> _INPUT RECORDS_:

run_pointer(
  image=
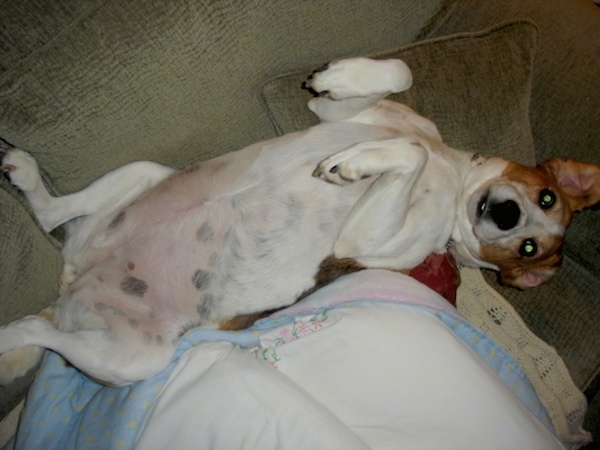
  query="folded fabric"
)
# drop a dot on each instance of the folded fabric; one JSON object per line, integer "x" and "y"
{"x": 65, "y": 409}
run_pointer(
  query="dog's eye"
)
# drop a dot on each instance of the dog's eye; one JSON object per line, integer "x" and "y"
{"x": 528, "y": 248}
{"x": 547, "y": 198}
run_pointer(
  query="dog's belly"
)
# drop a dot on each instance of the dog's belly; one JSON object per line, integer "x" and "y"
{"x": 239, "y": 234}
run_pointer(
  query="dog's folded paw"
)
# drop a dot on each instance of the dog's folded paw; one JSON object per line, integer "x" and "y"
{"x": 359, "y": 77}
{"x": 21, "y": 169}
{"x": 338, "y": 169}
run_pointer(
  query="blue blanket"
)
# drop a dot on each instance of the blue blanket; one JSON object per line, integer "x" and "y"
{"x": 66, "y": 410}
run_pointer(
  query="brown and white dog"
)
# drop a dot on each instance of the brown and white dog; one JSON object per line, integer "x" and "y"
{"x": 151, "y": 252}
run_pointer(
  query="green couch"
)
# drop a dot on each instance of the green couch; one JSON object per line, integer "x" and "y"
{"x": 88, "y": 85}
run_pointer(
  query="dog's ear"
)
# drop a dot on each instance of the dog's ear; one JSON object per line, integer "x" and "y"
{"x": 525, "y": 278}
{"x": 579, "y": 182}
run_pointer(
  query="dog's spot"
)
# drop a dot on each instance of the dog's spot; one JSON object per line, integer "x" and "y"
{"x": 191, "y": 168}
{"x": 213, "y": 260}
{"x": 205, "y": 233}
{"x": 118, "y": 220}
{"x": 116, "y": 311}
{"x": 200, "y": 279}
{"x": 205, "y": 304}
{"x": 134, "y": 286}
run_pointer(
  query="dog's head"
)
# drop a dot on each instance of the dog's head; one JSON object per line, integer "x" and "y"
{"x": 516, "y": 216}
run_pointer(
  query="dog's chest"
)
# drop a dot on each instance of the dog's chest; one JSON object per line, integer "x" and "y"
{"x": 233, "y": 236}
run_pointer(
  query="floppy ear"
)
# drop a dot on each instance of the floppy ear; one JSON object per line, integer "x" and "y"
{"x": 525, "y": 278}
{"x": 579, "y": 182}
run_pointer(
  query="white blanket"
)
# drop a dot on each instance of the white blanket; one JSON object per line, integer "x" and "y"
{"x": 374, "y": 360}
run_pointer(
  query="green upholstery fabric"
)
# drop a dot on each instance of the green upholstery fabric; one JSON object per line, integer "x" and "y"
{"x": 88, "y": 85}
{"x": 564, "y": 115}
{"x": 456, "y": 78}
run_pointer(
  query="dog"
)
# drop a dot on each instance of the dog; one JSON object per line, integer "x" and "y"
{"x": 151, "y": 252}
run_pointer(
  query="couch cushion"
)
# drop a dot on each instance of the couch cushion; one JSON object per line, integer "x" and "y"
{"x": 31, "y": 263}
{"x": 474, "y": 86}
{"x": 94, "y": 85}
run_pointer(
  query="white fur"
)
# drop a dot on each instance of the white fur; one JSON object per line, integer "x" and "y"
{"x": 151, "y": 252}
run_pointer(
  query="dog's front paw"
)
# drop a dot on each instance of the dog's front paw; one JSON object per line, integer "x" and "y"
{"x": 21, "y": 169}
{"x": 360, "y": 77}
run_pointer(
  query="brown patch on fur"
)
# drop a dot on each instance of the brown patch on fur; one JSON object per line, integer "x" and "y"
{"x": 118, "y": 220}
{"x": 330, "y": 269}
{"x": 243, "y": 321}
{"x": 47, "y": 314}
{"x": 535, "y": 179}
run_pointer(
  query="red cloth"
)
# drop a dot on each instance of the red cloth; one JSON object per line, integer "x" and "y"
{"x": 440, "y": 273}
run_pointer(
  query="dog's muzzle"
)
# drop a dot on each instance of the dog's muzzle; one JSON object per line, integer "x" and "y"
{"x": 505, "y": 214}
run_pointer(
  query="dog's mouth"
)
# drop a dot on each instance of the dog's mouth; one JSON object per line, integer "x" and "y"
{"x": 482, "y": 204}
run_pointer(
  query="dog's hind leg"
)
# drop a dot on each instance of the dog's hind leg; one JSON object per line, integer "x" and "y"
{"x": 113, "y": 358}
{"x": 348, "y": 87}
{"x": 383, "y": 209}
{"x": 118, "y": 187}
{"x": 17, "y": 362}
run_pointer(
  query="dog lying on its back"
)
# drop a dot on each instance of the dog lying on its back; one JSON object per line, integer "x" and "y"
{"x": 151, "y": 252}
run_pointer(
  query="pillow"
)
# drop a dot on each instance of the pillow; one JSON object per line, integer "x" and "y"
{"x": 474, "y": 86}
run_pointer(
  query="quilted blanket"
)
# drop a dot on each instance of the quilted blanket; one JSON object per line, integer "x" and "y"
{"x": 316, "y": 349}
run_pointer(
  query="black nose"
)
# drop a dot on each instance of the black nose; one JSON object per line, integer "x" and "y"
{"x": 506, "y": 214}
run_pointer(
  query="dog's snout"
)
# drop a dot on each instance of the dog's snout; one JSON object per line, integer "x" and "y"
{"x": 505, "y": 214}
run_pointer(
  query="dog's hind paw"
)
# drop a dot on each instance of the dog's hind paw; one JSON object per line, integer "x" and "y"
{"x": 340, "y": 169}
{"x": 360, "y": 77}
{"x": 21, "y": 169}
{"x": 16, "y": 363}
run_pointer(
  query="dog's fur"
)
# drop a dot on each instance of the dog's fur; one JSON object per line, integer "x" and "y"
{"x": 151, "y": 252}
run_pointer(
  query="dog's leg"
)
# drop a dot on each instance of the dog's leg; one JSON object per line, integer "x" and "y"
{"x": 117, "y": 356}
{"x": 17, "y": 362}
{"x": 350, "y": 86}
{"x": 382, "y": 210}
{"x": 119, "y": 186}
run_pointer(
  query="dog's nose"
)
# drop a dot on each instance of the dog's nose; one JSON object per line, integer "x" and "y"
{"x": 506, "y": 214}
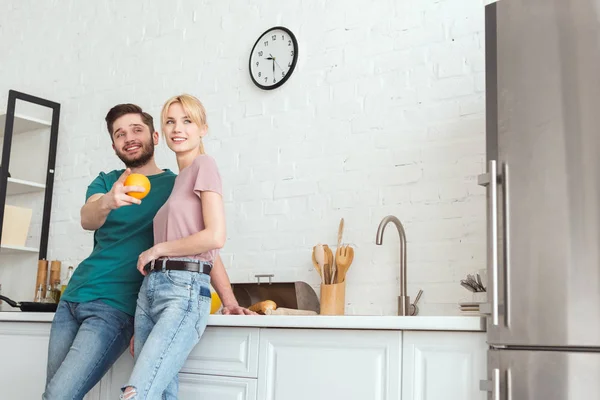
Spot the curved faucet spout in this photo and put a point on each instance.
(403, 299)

> _WORK TO COMPLETE_: Repeat the records above exactly, leaving out the pictures.

> _ANSWER BELOW_:
run_pointer(
  image=
  query="folded fabric"
)
# drop a dot on each instance of the folded fabric; one JSON object per line, integer "x" and "y"
{"x": 65, "y": 409}
run_pointer(
  query="dog's eye"
)
# drop a dot on each instance of the dog's eye; one JSON object per line, integer "x" and "y"
{"x": 528, "y": 248}
{"x": 547, "y": 198}
run_pointer(
  query="dog's belly"
)
# drop a dot on each instance of the dog's belly; one JSON object per line, integer "x" and "y"
{"x": 239, "y": 234}
run_pointer(
  query="dog's folded paw"
)
# drop a dot on each instance of the dog's folded paw; one JSON object per line, integer "x" and "y"
{"x": 359, "y": 77}
{"x": 21, "y": 169}
{"x": 338, "y": 169}
run_pointer(
  query="blue blanket"
)
# drop a dot on each instance of the blue blanket; one JSON object per line, integer "x" and "y"
{"x": 66, "y": 410}
run_pointer(
  query="brown and white dog"
)
# drop a dot on each instance of the brown and white dog; one JSON object per line, integer "x" and "y"
{"x": 151, "y": 252}
run_pointer(
  query="green couch"
)
# drop a dot on each instance of the green couch; one JSON object per line, integer "x" and "y"
{"x": 88, "y": 85}
run_pointer(
  query="dog's ear"
)
# drop a dot on each instance of the dog's ear; one JSON object per line, integer "x" and "y"
{"x": 525, "y": 278}
{"x": 579, "y": 182}
run_pointer(
  query="dog's spot"
)
# drop a dot on each instance of the dog's spot; one JSON object per line, integer "x" and "y"
{"x": 191, "y": 168}
{"x": 213, "y": 260}
{"x": 205, "y": 233}
{"x": 118, "y": 220}
{"x": 116, "y": 311}
{"x": 200, "y": 279}
{"x": 205, "y": 304}
{"x": 134, "y": 286}
run_pointer(
  query="dog's head"
)
# drop a dot on each instance of the dog's head; one JSON object per line, integer "x" and "y"
{"x": 516, "y": 216}
run_pointer(
  query="dog's chest"
)
# drop a dot on each instance of the dog's chest; one JSON object per line, integer "x" and "y"
{"x": 233, "y": 236}
run_pointer(
  query="floppy ear"
)
# drop a dot on each instance of the floppy ear; one JSON object per line, integer "x" and "y"
{"x": 525, "y": 278}
{"x": 579, "y": 182}
run_pointer(
  query="white blanket"
)
# drop a dot on each instance of the white blanket; one JSON object per line, integer "x" and "y"
{"x": 374, "y": 360}
run_pointer(
  query="green upholstery fabric"
)
# drop a dot on each instance of the green upholstery fabric; one JSON object per line, integer "x" and "y"
{"x": 88, "y": 85}
{"x": 564, "y": 115}
{"x": 456, "y": 78}
run_pointer(
  query="dog"
)
# drop a dot on each instance of the dog; one JSON object per line, integer "x" and "y"
{"x": 151, "y": 252}
run_pointer(
  query="couch cushion"
)
# drop a dot on each instance of the couch cushion; one JSON object per line, integer "x" and "y"
{"x": 31, "y": 263}
{"x": 474, "y": 86}
{"x": 94, "y": 85}
run_pointer(
  query="white fur"
)
# drop a dot on each instance of the white fur; one JSON object per line, integer "x" and "y"
{"x": 151, "y": 252}
run_pointer(
  query="dog's front paw"
)
# drop a dot on each instance of the dog's front paw; one JSON object per line, integer "x" and "y"
{"x": 21, "y": 169}
{"x": 360, "y": 77}
run_pointer(
  query="brown patch on fur"
)
# drop a dot on each instance of the brown patch on fur; one JSON object per line, integer "x" and "y"
{"x": 118, "y": 220}
{"x": 330, "y": 269}
{"x": 243, "y": 321}
{"x": 47, "y": 314}
{"x": 535, "y": 179}
run_pointer(
  query="red cloth"
)
# drop a dot on each instance of the red cloth; one JSON object per line, integer "x" and "y"
{"x": 440, "y": 273}
run_pointer(
  query="dog's muzzle"
)
# drop a dot on each instance of the dog's muzzle; one JSON object per line, integer "x" and "y"
{"x": 505, "y": 214}
run_pointer(
  query="dog's mouth"
)
# drop a dot on each instance of the dog's mouth; one JSON object per line, integer "x" and "y"
{"x": 482, "y": 204}
run_pointer(
  query="dog's hind leg"
)
# drop a dot on each instance of the dog's hind leg; one JSON object per line, integer "x" and "y"
{"x": 113, "y": 358}
{"x": 348, "y": 87}
{"x": 383, "y": 209}
{"x": 118, "y": 187}
{"x": 17, "y": 362}
run_pointer(
  query="dog lying on its back"
)
# drop a dot on each instance of the dog lying on its back; one JSON object per line, integer "x" and "y"
{"x": 151, "y": 252}
run_pointer(
  query="pillow"
)
# drop a dot on each instance of the pillow; one JSON object per line, integer "x" and "y"
{"x": 474, "y": 86}
run_pointer(
  query="quilted blanket"
)
# drop a dot on each instance of the quilted blanket; one JSON object per line, integer "x" and "y"
{"x": 316, "y": 349}
run_pointer(
  query="black nose"
)
# drop a dot on each instance of the black nose; one JSON object per line, integer "x" and "y"
{"x": 506, "y": 214}
run_pointer(
  query="dog's snout"
)
# drop a dot on each instance of the dog's snout; one JSON object per line, integer "x" and "y"
{"x": 505, "y": 214}
run_pointer(
  query="dog's hind paw"
)
# drop a dot on each instance of the dog's hind paw; one JSON object per line, integer "x" and "y"
{"x": 340, "y": 169}
{"x": 360, "y": 77}
{"x": 21, "y": 169}
{"x": 16, "y": 363}
run_pointer(
  query="dog's fur"
)
# drop a dot on each instance of the dog's fur; one JSON object per line, integer "x" and "y"
{"x": 151, "y": 252}
run_pointer(
  query="dog's leg"
)
# drop a dot on each instance of the dog's leg; one JSON object per line, integer "x" and "y"
{"x": 117, "y": 356}
{"x": 17, "y": 362}
{"x": 350, "y": 86}
{"x": 382, "y": 210}
{"x": 119, "y": 186}
run_pointer(
  query="dog's nose"
)
# drop a dot on each instance of the dog's nose; one JSON object per line, integer "x" and "y"
{"x": 506, "y": 214}
Spot the curved faucet spout in this photo and put a point on each instance.
(403, 299)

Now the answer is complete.